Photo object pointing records
————

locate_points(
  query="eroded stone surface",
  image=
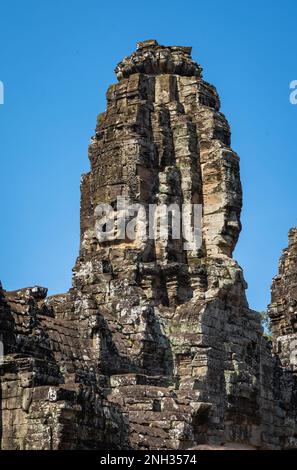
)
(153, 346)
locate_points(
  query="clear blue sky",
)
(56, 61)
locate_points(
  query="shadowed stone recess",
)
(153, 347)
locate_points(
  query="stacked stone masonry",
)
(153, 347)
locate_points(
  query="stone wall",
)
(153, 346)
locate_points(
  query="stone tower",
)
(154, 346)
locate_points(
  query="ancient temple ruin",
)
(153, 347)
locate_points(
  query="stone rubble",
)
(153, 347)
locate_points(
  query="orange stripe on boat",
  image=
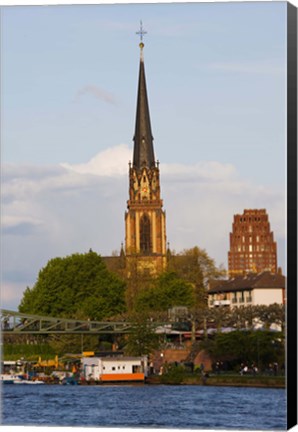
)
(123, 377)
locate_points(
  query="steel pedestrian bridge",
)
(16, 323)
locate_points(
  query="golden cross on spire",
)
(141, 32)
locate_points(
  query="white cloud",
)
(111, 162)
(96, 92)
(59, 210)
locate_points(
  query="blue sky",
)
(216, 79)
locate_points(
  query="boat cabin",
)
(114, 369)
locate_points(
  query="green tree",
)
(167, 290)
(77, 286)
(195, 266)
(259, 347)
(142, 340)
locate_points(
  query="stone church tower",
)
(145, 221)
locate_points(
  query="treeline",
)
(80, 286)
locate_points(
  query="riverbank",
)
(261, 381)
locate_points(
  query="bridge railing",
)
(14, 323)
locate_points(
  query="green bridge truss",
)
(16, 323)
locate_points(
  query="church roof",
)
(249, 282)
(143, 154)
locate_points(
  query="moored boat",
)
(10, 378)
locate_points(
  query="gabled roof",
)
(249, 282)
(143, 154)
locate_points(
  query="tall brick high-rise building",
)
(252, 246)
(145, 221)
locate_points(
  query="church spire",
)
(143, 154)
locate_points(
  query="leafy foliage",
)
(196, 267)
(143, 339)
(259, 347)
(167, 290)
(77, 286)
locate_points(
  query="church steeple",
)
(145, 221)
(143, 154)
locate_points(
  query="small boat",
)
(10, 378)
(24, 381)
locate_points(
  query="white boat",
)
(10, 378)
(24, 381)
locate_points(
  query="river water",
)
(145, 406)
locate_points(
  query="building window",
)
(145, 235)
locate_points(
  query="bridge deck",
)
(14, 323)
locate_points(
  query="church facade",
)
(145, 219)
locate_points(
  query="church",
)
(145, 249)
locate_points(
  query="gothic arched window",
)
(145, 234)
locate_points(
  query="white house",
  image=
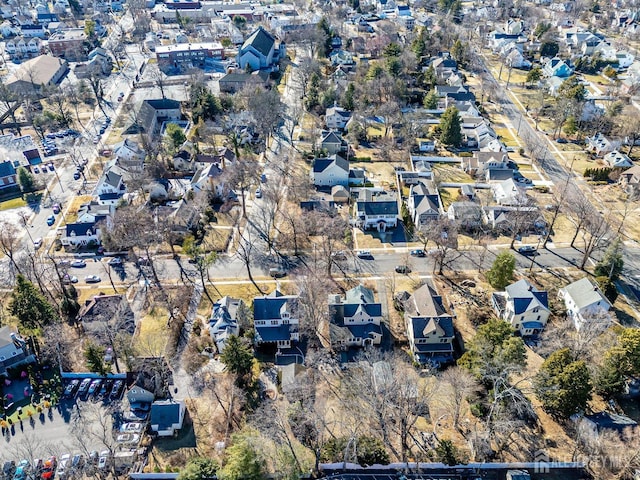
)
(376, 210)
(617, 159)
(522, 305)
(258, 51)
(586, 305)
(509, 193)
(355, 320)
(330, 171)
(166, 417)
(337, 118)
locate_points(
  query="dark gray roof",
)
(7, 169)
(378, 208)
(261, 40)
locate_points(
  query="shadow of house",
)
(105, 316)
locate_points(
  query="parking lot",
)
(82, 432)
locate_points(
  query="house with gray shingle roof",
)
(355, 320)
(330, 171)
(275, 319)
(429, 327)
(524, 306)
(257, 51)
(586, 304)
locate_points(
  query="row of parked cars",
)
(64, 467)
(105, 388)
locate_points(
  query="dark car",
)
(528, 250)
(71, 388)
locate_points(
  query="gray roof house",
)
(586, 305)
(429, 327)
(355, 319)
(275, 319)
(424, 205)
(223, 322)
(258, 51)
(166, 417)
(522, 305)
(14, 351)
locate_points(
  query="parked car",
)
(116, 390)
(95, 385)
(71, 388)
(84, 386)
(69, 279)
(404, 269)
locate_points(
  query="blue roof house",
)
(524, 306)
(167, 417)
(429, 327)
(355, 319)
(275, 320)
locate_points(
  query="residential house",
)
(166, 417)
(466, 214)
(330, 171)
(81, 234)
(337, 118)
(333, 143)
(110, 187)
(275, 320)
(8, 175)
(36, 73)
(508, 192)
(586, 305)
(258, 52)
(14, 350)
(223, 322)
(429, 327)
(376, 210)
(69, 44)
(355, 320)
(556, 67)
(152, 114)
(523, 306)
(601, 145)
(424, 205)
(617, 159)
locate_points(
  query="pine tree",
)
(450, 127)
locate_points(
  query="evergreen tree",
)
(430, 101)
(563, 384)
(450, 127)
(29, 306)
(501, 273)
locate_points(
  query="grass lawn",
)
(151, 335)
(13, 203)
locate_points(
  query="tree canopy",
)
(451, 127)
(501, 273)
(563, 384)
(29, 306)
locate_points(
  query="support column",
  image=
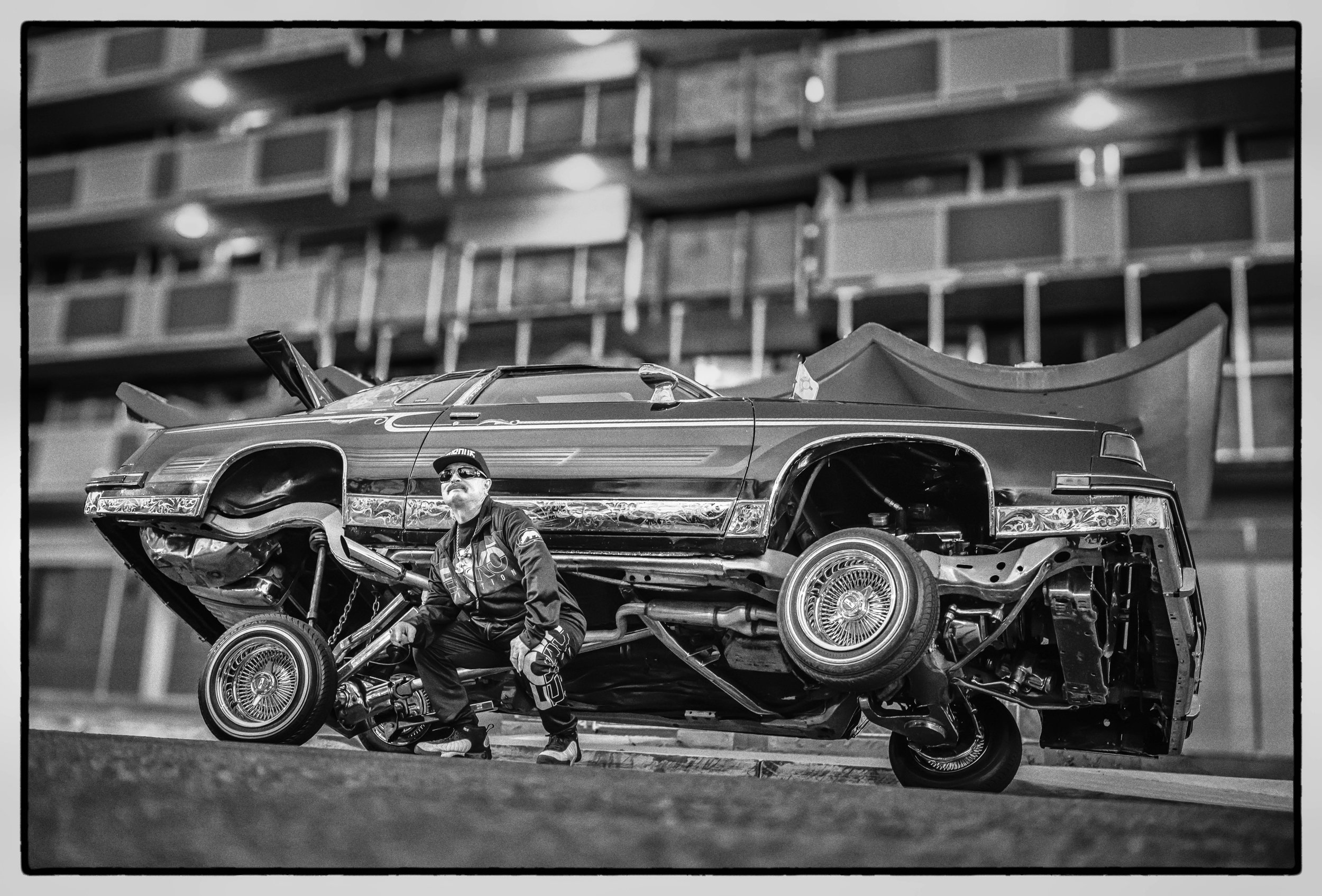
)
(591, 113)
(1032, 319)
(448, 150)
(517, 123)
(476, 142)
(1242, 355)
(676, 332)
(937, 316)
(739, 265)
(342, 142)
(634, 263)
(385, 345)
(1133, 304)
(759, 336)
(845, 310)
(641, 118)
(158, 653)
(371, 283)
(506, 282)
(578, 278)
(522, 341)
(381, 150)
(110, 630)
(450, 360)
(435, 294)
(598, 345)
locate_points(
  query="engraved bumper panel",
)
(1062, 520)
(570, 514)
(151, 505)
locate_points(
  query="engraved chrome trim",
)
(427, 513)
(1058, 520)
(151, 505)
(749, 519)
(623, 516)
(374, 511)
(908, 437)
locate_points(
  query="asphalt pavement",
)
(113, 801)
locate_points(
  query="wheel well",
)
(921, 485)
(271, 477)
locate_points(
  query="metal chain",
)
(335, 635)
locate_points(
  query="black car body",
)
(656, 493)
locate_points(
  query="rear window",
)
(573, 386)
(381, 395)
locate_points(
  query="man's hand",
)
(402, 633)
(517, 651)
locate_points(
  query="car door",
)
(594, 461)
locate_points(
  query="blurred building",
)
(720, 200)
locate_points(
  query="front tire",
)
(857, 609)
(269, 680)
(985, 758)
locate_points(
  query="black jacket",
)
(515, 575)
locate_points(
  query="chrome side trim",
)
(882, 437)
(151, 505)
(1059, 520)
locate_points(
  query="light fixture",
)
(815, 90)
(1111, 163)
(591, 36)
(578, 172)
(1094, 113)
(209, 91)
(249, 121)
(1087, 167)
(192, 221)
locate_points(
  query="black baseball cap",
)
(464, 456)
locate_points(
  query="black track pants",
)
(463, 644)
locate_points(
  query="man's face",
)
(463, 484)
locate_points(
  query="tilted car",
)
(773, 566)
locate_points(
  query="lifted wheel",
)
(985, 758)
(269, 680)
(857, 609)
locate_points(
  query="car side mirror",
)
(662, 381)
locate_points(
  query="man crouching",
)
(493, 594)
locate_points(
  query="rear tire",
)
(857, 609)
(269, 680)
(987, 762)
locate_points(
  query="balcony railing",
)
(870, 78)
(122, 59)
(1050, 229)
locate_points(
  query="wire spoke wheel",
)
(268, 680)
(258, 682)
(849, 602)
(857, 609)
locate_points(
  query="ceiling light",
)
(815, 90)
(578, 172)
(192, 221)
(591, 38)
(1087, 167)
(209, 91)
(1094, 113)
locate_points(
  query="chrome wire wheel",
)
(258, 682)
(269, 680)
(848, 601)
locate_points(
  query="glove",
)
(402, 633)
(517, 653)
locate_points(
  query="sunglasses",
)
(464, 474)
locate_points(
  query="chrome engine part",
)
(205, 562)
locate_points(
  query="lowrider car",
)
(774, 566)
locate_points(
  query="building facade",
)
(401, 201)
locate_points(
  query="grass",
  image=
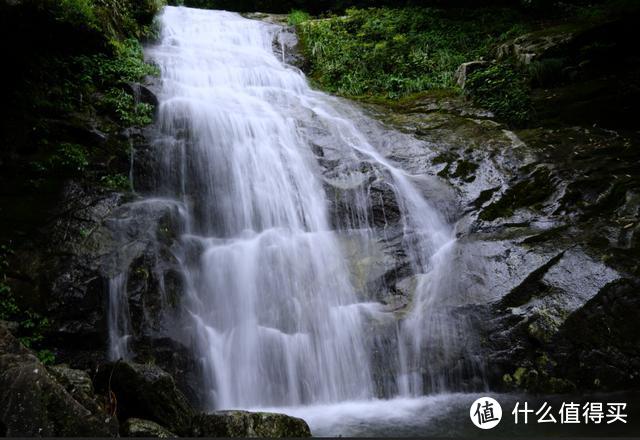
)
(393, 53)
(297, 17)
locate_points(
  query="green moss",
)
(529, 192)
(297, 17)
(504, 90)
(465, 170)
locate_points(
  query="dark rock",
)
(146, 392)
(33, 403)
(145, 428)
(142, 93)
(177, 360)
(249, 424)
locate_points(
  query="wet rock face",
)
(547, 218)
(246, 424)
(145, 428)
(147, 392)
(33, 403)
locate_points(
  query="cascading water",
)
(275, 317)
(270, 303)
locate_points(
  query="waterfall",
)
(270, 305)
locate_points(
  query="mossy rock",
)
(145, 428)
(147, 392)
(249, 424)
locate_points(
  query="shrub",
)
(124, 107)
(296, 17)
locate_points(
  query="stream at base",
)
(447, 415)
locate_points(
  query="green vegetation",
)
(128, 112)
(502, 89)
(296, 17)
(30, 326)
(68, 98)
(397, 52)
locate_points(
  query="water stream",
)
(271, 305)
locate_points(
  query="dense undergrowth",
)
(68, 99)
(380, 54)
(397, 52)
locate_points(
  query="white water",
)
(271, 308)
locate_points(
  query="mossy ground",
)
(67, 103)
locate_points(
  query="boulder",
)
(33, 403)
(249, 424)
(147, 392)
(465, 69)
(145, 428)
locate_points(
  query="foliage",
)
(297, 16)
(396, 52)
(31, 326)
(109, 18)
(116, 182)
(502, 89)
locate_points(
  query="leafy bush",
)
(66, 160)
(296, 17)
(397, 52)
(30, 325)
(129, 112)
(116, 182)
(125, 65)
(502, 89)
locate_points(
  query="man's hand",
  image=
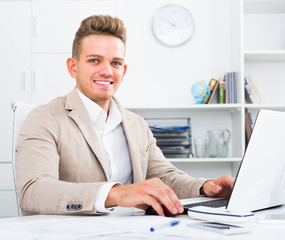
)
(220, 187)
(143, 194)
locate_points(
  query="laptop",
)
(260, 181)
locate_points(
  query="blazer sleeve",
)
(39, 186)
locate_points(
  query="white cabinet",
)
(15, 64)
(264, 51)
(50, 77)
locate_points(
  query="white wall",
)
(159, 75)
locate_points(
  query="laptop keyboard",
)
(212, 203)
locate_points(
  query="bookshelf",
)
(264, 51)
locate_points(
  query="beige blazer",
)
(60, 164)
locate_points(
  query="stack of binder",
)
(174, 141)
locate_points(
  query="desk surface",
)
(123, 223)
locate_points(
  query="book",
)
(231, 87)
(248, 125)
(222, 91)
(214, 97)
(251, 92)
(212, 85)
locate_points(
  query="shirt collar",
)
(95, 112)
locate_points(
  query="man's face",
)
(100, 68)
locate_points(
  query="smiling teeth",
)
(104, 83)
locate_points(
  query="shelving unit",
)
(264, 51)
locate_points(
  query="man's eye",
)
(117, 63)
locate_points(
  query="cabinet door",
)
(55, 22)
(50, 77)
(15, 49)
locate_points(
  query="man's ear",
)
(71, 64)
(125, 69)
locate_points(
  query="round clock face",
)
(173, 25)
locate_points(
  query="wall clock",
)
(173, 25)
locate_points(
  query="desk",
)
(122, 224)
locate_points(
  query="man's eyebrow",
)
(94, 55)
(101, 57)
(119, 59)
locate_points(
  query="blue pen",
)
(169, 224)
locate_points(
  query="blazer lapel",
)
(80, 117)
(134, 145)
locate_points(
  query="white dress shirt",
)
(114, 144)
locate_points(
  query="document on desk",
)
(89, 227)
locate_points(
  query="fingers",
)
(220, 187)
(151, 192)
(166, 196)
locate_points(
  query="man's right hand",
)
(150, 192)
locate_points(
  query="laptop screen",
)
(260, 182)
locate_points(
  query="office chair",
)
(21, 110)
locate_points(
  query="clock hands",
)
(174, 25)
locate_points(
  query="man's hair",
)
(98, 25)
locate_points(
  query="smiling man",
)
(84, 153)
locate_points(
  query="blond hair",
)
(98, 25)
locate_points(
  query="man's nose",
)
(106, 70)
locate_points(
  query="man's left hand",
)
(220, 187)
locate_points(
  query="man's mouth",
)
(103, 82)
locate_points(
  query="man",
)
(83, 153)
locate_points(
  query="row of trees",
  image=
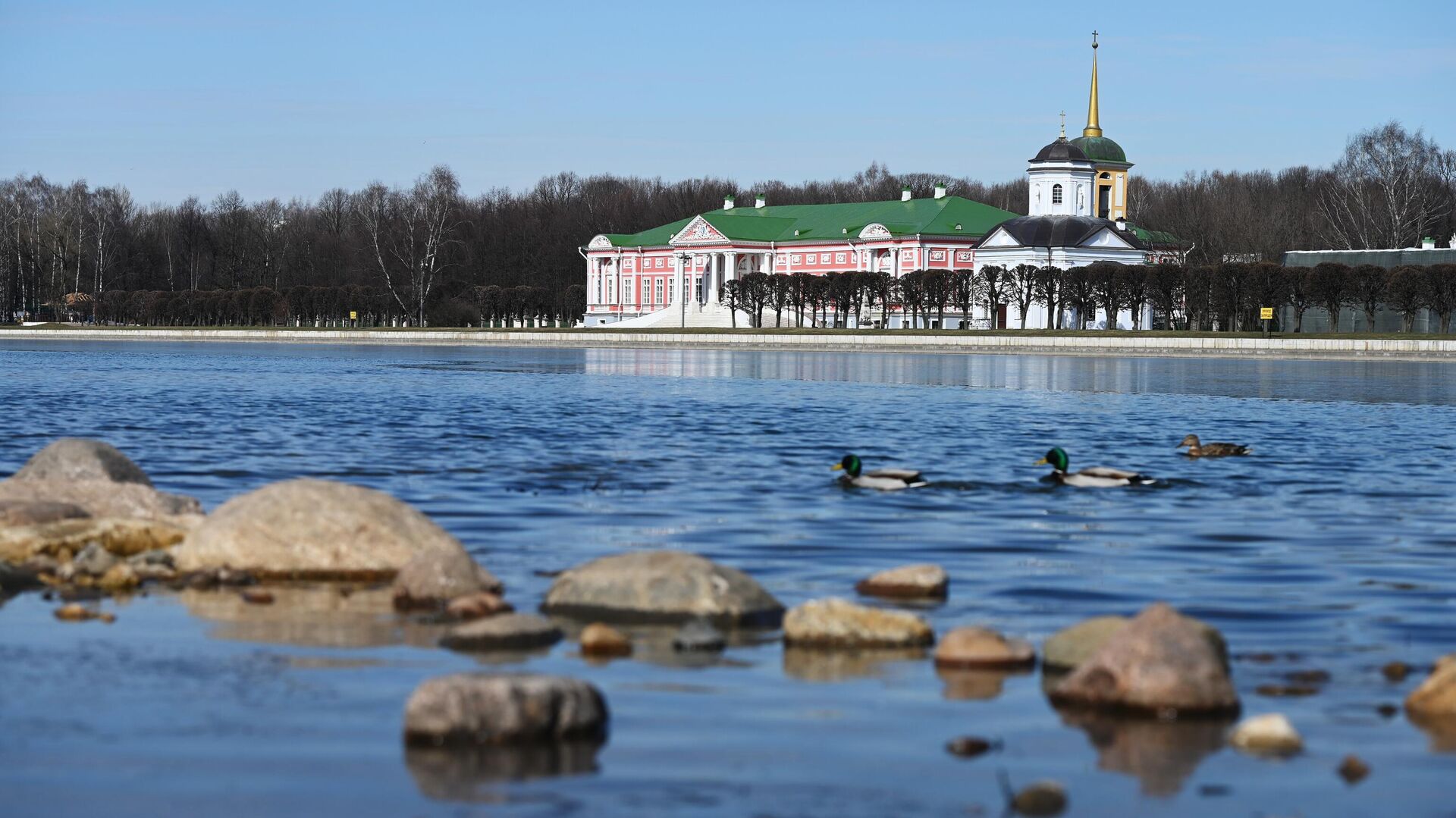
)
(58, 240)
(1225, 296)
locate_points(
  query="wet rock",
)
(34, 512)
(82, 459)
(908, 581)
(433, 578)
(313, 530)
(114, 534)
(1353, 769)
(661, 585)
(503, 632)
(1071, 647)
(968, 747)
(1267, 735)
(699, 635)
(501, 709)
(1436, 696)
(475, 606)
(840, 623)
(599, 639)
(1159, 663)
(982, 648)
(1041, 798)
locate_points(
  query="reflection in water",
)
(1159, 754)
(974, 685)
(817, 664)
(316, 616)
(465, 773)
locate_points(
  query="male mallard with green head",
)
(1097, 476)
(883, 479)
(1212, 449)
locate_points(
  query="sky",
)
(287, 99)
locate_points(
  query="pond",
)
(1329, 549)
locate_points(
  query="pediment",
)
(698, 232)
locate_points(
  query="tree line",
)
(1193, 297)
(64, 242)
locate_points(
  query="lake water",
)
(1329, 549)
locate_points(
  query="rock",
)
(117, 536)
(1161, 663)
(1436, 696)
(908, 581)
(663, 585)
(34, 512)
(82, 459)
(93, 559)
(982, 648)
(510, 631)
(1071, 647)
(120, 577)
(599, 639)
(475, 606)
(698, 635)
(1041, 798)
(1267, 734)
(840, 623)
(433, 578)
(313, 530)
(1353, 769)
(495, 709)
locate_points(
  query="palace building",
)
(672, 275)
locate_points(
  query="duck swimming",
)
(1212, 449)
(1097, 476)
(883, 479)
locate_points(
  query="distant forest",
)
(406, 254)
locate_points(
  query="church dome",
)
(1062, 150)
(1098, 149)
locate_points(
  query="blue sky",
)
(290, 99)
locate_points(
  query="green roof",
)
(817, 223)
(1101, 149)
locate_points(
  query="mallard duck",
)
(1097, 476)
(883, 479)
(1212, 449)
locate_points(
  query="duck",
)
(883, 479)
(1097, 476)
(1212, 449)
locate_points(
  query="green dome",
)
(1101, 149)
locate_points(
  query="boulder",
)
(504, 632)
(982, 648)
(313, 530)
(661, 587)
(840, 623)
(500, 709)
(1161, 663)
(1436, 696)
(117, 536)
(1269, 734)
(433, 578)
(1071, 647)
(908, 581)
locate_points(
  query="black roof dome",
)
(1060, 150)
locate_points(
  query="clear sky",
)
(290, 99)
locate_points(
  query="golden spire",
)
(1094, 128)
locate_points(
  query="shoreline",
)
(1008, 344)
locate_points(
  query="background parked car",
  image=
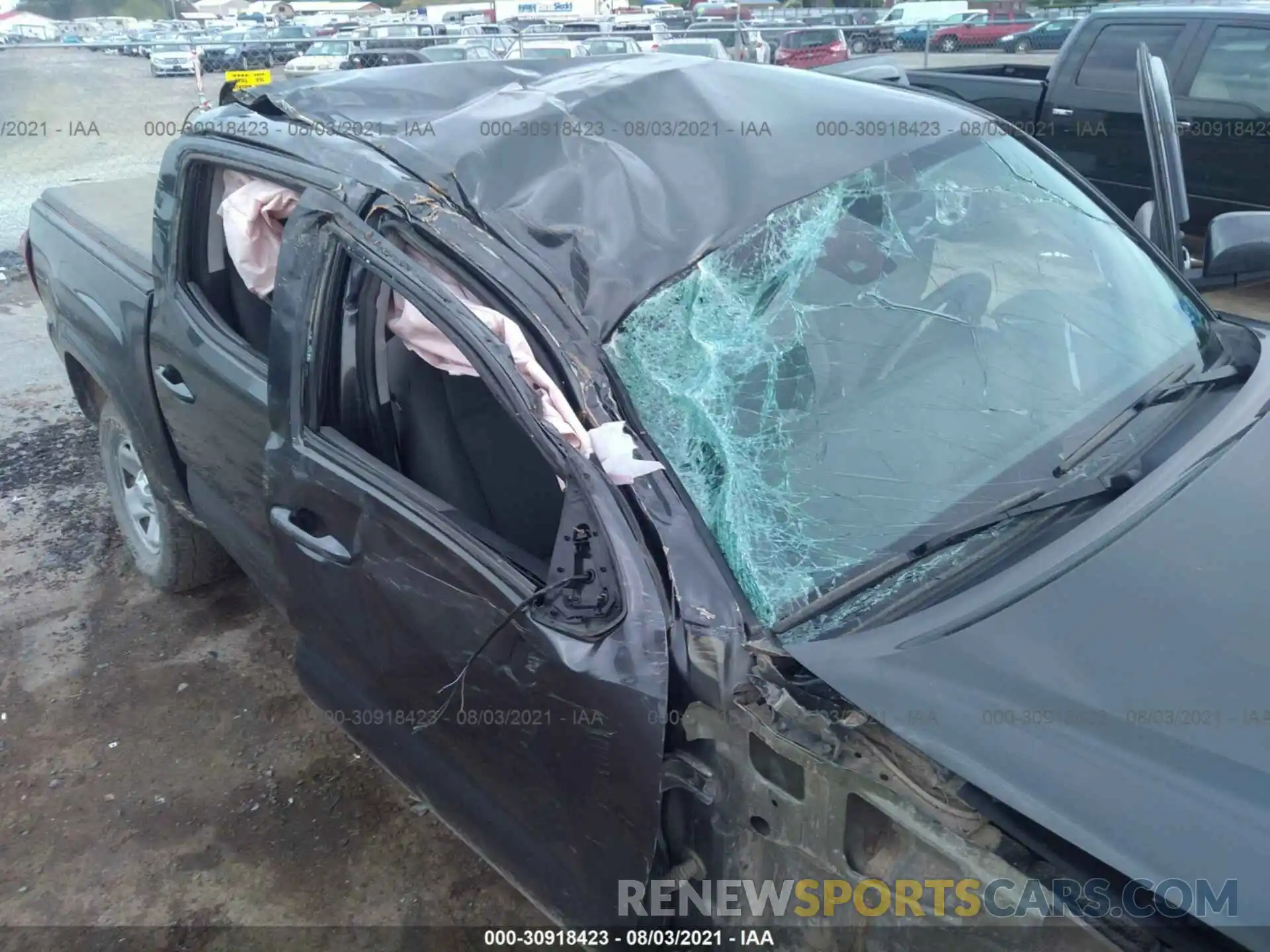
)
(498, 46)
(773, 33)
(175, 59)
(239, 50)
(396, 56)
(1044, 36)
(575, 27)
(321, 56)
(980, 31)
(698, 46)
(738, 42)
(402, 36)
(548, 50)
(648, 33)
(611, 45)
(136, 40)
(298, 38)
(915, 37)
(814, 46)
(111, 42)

————

AIM - Show every line of the material above that contains the word "shirt".

TASK ANSWER -
  query="shirt collar",
  query="white dress shirt",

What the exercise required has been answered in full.